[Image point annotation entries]
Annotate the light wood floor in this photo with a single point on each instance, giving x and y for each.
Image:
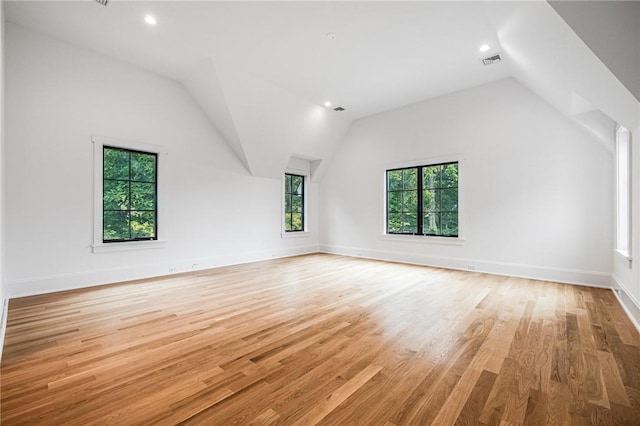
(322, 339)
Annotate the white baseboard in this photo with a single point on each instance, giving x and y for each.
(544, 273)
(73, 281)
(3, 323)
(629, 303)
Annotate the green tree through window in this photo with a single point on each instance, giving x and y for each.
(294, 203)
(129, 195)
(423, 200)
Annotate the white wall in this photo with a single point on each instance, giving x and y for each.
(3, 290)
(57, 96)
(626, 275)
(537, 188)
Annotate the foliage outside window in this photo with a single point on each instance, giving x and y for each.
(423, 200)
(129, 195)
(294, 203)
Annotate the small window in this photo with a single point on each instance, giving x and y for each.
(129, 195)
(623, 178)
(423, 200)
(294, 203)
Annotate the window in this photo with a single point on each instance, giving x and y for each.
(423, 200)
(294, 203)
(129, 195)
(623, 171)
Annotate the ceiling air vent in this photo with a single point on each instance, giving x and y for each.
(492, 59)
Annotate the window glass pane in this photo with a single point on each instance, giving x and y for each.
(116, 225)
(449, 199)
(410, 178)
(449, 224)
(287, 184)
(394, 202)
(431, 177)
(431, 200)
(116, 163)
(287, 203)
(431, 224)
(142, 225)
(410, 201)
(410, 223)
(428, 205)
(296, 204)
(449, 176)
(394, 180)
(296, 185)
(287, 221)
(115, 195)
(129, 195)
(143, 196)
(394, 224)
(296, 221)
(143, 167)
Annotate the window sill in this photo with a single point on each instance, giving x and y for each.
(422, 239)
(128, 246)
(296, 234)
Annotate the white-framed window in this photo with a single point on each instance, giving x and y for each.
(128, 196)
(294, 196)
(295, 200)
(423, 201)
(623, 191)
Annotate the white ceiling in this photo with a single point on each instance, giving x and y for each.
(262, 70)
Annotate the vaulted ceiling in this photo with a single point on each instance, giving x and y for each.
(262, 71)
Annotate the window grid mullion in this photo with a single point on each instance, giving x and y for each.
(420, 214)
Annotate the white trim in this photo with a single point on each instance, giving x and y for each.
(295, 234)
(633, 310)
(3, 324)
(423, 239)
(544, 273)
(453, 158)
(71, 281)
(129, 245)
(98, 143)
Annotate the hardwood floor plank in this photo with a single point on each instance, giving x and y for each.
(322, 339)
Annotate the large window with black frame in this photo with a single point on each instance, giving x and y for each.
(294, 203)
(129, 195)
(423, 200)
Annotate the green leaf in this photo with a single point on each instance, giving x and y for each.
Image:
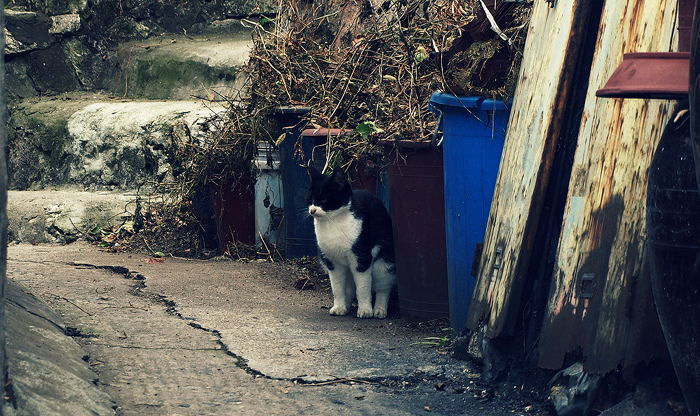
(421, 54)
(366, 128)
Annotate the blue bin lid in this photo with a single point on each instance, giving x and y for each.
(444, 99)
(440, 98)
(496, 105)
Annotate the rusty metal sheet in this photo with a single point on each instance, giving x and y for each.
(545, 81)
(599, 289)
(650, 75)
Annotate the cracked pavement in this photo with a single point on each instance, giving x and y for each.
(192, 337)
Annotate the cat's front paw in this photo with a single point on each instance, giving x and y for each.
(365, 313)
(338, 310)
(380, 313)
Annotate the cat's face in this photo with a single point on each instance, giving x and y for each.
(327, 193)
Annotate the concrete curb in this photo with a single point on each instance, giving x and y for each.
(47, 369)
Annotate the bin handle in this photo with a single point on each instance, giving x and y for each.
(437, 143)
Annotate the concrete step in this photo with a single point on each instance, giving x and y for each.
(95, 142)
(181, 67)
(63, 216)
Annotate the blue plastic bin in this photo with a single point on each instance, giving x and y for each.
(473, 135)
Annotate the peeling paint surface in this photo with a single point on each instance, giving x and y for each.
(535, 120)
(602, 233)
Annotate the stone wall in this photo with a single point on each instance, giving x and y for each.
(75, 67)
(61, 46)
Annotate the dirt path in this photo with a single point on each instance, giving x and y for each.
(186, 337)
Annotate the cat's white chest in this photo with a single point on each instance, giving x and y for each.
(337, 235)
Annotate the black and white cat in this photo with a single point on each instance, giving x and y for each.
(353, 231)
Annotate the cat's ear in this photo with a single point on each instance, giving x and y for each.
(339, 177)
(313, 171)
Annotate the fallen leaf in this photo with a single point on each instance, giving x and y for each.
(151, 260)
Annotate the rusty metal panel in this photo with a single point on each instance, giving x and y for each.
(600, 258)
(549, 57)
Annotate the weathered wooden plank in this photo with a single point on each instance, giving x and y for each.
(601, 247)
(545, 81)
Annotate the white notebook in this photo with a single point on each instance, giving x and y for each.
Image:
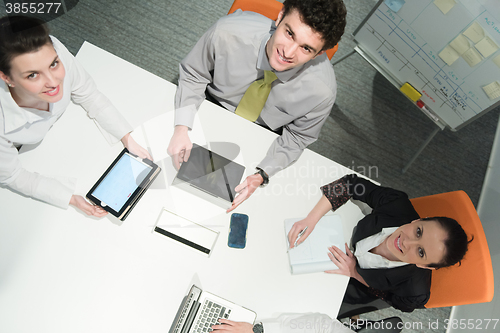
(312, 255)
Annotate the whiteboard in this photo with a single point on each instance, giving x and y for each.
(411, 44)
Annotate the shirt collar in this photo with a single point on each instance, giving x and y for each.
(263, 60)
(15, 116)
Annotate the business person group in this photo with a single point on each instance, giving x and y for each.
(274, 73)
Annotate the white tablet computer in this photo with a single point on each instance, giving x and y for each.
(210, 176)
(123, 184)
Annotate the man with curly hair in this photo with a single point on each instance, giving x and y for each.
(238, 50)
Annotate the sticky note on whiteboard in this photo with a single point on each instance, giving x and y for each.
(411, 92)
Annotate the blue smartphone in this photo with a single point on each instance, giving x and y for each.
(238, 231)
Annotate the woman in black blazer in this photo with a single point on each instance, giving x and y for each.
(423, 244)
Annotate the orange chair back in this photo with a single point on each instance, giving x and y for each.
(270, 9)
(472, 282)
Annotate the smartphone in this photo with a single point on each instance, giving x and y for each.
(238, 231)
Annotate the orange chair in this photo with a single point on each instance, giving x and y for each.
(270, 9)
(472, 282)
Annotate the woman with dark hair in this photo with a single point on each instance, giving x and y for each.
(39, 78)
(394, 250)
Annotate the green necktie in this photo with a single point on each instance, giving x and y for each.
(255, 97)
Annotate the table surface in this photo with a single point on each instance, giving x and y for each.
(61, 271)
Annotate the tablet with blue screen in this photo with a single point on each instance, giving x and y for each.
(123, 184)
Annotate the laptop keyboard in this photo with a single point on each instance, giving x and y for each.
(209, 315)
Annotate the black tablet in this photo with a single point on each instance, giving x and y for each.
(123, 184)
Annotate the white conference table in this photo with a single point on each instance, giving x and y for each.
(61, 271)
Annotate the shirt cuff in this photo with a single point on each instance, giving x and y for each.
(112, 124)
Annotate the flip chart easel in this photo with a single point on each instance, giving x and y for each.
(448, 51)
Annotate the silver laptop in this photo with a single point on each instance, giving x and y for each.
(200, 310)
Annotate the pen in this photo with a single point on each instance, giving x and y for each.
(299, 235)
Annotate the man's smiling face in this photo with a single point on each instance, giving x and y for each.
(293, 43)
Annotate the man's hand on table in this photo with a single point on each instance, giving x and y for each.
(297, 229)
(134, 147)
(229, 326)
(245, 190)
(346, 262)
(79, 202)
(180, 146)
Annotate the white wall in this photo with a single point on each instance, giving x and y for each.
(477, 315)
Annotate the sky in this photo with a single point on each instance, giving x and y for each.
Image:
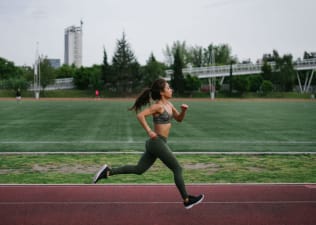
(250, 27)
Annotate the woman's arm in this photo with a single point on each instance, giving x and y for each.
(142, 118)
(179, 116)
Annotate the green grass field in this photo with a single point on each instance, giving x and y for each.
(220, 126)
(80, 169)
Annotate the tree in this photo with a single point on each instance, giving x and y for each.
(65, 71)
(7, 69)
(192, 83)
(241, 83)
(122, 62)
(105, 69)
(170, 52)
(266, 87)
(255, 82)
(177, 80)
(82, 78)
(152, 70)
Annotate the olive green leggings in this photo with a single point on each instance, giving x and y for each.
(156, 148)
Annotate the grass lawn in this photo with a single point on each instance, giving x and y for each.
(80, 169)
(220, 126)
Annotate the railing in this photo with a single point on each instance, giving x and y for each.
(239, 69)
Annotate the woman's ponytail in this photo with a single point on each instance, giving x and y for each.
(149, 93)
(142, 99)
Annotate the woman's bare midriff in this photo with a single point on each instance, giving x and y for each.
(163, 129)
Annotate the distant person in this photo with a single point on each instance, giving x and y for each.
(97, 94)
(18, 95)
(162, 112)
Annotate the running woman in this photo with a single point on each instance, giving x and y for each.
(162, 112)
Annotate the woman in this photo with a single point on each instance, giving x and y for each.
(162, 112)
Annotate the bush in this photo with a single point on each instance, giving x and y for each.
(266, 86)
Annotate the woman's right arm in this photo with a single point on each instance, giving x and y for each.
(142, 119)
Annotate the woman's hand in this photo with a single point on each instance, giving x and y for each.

[Directive]:
Find the line that contains "Annotate the railing" in the listing above. Retype it and every line after it up to the last, exactly, and nothing else.

[Correct result]:
Annotate the railing in this photo with a single point on each instance, giving x and y for each.
(239, 69)
Annotate the woman's ponytail in this photo with a single point on each instance, giving x and y for each.
(149, 93)
(142, 99)
Annotate the woman's bare midriff in this photo with a single point on each instance, giving x and y for each.
(163, 129)
Annotate the distant person in this photo with a single point on each instance, giving x and y for each.
(97, 94)
(18, 95)
(162, 112)
Annotate the running woman in this photo with a single point on each instance, giving x and y for each.
(162, 112)
Annotate the woman in this photo with a single point on each instance, giving x and y for each.
(162, 112)
Annotate the bush in this photo with a single point on each instance, giving x and y for each.
(266, 86)
Annotate the woman's right arm in this photo with a single point on each instance, giving x and y for each.
(142, 119)
Annotate the woman's hand in this photo with a single point on each instance, giving x and y for each.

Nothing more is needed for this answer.